• **BRIEF**
Each record must be reproduced exactly as it is shown.

(Beginning of GIVEN RECORDS)

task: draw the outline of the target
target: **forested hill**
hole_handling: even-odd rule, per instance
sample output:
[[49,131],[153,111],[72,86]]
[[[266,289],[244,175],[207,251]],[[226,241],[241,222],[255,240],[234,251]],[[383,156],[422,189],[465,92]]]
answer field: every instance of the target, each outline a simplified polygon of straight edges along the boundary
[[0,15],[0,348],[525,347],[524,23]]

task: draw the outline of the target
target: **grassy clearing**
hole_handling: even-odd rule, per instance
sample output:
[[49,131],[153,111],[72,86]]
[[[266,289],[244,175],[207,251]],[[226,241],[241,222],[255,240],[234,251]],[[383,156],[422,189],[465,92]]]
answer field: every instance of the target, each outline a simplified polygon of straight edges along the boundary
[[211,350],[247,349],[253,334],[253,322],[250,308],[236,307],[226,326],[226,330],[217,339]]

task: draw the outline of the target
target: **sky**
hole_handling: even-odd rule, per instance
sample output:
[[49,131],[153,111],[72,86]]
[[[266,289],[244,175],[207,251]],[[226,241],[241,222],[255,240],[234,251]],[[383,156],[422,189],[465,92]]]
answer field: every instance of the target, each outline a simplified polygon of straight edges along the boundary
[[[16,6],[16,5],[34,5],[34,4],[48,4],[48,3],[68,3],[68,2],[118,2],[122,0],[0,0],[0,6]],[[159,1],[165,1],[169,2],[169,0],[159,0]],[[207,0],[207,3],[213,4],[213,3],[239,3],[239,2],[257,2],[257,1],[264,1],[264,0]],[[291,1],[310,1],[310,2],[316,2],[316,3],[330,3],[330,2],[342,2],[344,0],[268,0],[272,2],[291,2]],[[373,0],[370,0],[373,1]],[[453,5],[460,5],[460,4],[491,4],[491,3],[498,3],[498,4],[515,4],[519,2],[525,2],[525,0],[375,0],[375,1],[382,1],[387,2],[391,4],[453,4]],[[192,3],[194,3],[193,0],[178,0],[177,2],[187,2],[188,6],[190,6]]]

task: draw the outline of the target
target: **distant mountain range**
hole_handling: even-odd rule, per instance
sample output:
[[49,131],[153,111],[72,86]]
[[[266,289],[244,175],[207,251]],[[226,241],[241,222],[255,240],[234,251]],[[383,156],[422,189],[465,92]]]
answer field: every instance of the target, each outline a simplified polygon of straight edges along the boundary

(End of GIVEN RECORDS)

• **ANSWER BELOW**
task: draw the outline of the target
target: **forested hill**
hole_handling: even-odd rule, per instance
sample output:
[[49,131],[153,111],[72,86]]
[[[266,289],[244,175],[207,251]],[[226,241],[241,222],[255,240],[234,251]],[[383,156],[422,189],[465,92]]]
answer field: every instance of the target, each outline a simplified polygon of straight edges along the boundary
[[0,15],[0,348],[525,347],[524,23]]

task: draw the outline of the target
target: **grassy clearing**
hole_handling: even-odd rule, per instance
sample output:
[[49,131],[153,111],[72,86]]
[[[266,289],[244,175],[207,251]],[[226,241],[241,222],[255,240],[234,251]],[[383,156],[422,189],[465,92]]]
answer field: every instance of the target, each outline a simplified polygon of straight edges along the boundary
[[211,350],[247,349],[253,334],[253,322],[250,308],[236,307],[226,326],[226,330],[217,339]]

task: draw the outline of the target
target: **sky**
hole_handling: even-odd rule, per instance
sample output:
[[49,131],[153,111],[72,86]]
[[[266,289],[244,175],[207,251]],[[226,241],[241,222],[255,240],[234,251]],[[383,156],[422,189],[465,92]]]
answer field: every instance of the target, each outline a simplified polygon of straight edges along the boundary
[[[16,6],[16,5],[34,5],[34,4],[48,4],[48,3],[68,3],[68,2],[118,2],[122,0],[0,0],[0,6]],[[159,1],[165,1],[169,2],[169,0],[159,0]],[[207,0],[207,3],[213,4],[213,3],[239,3],[239,2],[257,2],[257,1],[264,1],[264,0]],[[291,1],[310,1],[310,2],[316,2],[316,3],[330,3],[330,2],[342,2],[344,0],[268,0],[272,2],[291,2]],[[373,0],[370,0],[373,1]],[[453,5],[460,5],[460,4],[491,4],[491,3],[498,3],[498,4],[515,4],[519,2],[525,2],[525,0],[375,0],[375,1],[382,1],[387,2],[391,4],[453,4]],[[192,3],[194,3],[193,0],[178,0],[177,2],[187,2],[188,6],[190,6]]]

task: draw the outline of the target
target: **distant mountain range**
hole_handling: even-odd rule, per instance
sample output:
[[49,131],[153,111],[72,86]]
[[[266,289],[244,175],[207,251]],[[226,241],[241,222],[255,240],[234,251]],[[383,156],[422,189],[465,92]]]
answer field: every instance of the target, each outline a simplified polygon of straight edges along the boundary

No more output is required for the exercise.